- **作業一覧**:
**a.** 『続あしながおじさん』を紹介する本文から、「どうゆう事かと言うと、この学」で始まり「社会衛生上良くない。一国家の繁栄にもかかわる一大事となる。」までの部分をそのまま抜き出してください。
**b.** 『続あしながおじさん』と優生学を紹介する本文の続きを、最後の文の後から書いてください。

- **本文**:
==================================================

この物語はすべて、サリーと孤児院再建に携わる人との手紙で


構成され、孤児院再建をめぐって沸き起こるハプニングや


その中で芽生えるそれぞれの愛情が一人称で語られてゆく形に


なっています。手紙形式の文体で読む者の共感を引き起こすところが、


この作品の魅力の一つだと個人的には思います。





でも私が思うこの作品の一番の魅力は『裏がある』という事です


現在日本で発行されている『続あしながおじさん』はだいたい編集カットバージョンなのです。


活字にしてしまうと都合の悪いことがあるからなのです。


『あしながおじさん』・『続あしがおじさん』の書かれた19世紀後半のアメリカにおいて女子の高等教育は


危険視されていて、まだまだ女性が自由に教育を享受できる時代じゃなかったのです。


そんな時代に書かれたこの作品は女子の高等教育の正当性を訴えるフェミニストを応援するために


書かれた、そもそも大人な世界が満載な作品なのです。


それが日本では児童文学の枠に振り分けられている以上


多少のカットがある事は当然っちゃ当然なのですが、


そのカットされている部分の内容の過激さが何でも規制の時代に育った私には刺激的なのです。


そしてさらに過激な思想を物語に埋め込ん作者、ジーン・ウェブスターの人生もなかなか

面白いです。






前置きがずいぶん長くなりましたが、


カット部分の内容はつまり


『優生学』にまつわる部分です。


優生学とは1800年代にアメリカ・ヨーロッパで流行った一種の学問で


一言でいえば「遺伝子絶対論をよい社会づくりに役立てよう」と言う事です。


どうゆう事かと言うと、この学問の前提として遺伝子の情報が絶対だという思想があります。


よってアル中患者にはアル中の遺伝子があるゆえに、アル中患者な訳であり、


またその子供もその遺伝子をついでいるので、必然的にアル中になる。


よってアル中患者が多くの子供を作ると、それだけアル中者が社会に増え、


社会衛生上良くない。一国家の繁栄にもかかわる一大事となる。

==================================================

- **項目一覧**:
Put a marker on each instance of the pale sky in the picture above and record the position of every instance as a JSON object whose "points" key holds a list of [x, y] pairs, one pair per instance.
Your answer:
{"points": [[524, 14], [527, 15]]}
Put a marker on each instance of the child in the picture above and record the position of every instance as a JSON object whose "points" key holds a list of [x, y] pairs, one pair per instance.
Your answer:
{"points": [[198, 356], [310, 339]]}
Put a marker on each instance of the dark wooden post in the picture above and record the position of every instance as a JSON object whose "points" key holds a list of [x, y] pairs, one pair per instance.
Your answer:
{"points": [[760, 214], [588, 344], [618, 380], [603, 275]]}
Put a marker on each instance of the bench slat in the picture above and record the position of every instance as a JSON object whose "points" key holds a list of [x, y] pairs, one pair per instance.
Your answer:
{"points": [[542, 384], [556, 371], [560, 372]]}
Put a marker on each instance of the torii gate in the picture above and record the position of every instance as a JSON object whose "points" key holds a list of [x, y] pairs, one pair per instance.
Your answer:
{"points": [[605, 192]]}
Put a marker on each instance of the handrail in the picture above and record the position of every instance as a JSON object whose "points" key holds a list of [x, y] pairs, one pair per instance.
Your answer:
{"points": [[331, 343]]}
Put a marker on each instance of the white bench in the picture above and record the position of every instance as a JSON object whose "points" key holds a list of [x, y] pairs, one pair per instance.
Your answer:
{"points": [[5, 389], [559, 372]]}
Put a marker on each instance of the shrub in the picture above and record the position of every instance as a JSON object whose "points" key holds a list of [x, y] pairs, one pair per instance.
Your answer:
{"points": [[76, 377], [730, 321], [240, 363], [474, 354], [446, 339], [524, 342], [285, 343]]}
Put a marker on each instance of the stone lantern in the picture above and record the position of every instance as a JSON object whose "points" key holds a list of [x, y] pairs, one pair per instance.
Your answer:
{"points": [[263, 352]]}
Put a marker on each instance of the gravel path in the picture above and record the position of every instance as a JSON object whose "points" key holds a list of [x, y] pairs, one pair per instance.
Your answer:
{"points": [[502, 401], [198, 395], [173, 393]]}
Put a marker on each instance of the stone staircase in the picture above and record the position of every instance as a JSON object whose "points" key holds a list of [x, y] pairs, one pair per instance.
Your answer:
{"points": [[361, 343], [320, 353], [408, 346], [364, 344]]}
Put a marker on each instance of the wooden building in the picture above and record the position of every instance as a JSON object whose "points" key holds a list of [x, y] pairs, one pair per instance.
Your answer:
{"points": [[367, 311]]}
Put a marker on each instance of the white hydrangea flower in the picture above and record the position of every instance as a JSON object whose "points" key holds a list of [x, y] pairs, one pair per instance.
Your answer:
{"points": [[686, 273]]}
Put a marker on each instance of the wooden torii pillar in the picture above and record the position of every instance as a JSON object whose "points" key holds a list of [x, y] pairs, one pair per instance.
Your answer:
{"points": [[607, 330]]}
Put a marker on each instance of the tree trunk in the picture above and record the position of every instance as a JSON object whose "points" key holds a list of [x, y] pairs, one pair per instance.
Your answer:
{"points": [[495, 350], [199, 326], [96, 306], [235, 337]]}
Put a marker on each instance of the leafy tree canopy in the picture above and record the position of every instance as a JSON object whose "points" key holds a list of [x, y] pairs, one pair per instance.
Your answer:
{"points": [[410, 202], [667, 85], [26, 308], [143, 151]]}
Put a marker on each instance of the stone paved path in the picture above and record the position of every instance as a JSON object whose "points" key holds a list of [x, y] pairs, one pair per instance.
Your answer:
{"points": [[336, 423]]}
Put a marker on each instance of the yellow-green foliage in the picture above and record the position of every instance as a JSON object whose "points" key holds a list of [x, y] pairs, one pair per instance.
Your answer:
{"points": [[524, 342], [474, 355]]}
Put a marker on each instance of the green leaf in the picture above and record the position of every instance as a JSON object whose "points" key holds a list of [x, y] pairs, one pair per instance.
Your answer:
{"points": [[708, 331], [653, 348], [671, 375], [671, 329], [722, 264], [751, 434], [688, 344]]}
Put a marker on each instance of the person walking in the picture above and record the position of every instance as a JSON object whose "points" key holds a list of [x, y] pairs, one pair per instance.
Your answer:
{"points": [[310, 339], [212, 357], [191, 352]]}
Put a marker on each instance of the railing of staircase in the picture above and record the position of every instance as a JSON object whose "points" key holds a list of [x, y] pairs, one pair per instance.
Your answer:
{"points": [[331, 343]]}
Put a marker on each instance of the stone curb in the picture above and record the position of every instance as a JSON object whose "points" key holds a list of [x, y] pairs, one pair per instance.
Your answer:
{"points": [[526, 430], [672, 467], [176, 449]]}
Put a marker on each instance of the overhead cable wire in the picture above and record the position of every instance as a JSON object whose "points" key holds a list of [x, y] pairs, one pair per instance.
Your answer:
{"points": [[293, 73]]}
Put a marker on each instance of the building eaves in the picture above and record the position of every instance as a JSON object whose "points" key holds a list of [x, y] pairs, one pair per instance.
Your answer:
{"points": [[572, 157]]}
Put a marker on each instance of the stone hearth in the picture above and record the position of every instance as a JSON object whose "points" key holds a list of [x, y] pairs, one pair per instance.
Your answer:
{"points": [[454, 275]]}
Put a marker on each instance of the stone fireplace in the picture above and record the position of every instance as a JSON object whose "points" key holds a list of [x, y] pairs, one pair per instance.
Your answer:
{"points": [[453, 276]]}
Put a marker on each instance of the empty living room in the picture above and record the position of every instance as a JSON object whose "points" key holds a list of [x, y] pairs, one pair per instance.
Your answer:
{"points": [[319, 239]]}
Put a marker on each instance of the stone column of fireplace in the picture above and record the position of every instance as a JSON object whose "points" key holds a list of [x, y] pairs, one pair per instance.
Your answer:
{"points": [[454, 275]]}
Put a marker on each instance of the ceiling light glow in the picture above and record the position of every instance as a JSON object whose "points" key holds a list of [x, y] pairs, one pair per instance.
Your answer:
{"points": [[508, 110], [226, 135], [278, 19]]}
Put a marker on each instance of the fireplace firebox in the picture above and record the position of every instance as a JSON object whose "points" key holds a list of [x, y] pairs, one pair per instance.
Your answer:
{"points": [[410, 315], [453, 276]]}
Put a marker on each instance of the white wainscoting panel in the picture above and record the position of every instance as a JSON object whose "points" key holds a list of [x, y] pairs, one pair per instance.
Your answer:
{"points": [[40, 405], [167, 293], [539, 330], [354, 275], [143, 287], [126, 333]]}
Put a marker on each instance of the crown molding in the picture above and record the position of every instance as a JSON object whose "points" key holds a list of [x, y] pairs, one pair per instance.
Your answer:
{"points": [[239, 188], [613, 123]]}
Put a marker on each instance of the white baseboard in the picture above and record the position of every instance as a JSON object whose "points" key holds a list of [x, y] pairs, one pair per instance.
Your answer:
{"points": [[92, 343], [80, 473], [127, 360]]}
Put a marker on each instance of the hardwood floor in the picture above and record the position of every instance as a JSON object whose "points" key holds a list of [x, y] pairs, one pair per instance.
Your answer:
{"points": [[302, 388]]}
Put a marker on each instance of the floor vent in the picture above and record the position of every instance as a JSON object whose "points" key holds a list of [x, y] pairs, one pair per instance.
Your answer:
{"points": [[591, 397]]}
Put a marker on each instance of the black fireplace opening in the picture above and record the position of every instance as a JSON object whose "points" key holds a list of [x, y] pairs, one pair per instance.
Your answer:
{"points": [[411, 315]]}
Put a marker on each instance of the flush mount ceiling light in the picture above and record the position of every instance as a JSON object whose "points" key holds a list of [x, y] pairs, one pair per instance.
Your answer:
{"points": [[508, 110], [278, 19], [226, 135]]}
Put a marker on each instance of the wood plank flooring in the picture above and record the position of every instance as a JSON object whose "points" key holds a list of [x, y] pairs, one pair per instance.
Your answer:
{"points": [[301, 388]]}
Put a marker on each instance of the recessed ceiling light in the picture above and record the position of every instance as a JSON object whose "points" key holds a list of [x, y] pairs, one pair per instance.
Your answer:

==================================================

- **解答**:
**a.**
どうゆう事かと言うと、この学問の前提として遺伝子の情報が絶対だという思想があります。


よってアル中患者にはアル中の遺伝子があるゆえに、アル中患者な訳であり、


またその子供もその遺伝子をついでいるので、必然的にアル中になる。


よってアル中患者が多くの子供を作ると、それだけアル中者が社会に増え、


社会衛生上良くない。一国家の繁栄にもかかわる一大事となる。

**b.**
だからアル中者には子孫を残すことを遠慮してもらおう、


もしくは遺伝子レベルでの矯正ができるような徹底した再教育の方法というものを国をあげて


研究、実用化してゆかなければならない、という当時の一般的に信じられていた思想です。


とはいえ遺伝子レベルでの矯正という方法はやはり難しく、なお当時は遺伝子に対する恐怖が


大きすぎた故に、はやり結局は凶悪犯罪、精神異常など当時考えられていた


劣遺伝子保持者に対する、婚姻の禁止、去勢などが1800年代アメリカでは


当たり前とされていました。





そしてこの『優生学』が『続あしながおじさん』のなかにどう表れているかと言うと


孤児院の子供たちにはいろんな家庭の事情があってそこにいるわけで、もちろん


親の問題のためにそこにいる子もいて・・・・・・


孤児院の児童を愛するサリーは子供たちのバックグラウンドがどうであれ、子供には可能性が


あると信じ立派な人生を歩んで欲しいがため良い孤児院づくりに奔走するのだけど、


親の顔すら見た事のない児童が、精神異常、アルコール、盗み、等の


親と全く同じ悪癖を表し始めたことで思いつめたサリーは


自分がどんなに頑張っても無駄なのではないか、


むしろこんな不幸な子供を次の世代に増やさないためには


この子たちはいっそのこと死んでしまえば良いのではないのか、とそこまで言い出すほどに


悩んでしまいます。




そのくだりが今の児童文学にカテゴライズされてしまった


『続あしながおじさん』で編集カットされている部分です。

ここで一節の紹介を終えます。